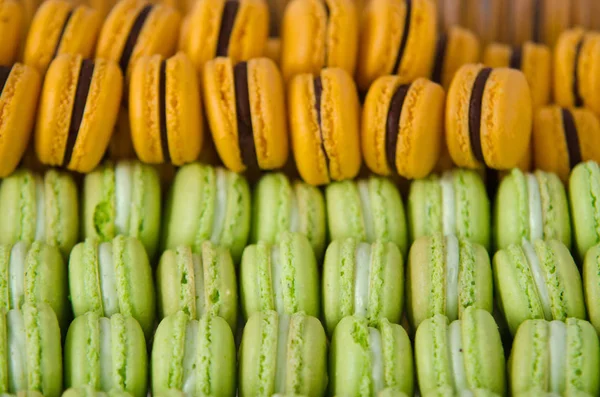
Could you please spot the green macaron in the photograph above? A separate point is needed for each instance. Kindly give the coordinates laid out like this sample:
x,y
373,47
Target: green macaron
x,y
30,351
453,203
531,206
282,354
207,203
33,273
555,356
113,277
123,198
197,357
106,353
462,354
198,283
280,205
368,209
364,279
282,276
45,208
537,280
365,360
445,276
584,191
---
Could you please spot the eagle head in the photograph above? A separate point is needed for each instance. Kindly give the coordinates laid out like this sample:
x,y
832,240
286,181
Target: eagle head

Your instructions:
Please return, without any change, the part that opens with the line containing "Could you please spot the eagle" and closes with the line containing "Target: eagle head", both of those lines included.

Exercise result:
Could you please spot the eagle head in the photograph above? A separate point is needed for each instance. Kindly give the coordinates laid out like this sample:
x,y
832,240
286,181
Target: eagle head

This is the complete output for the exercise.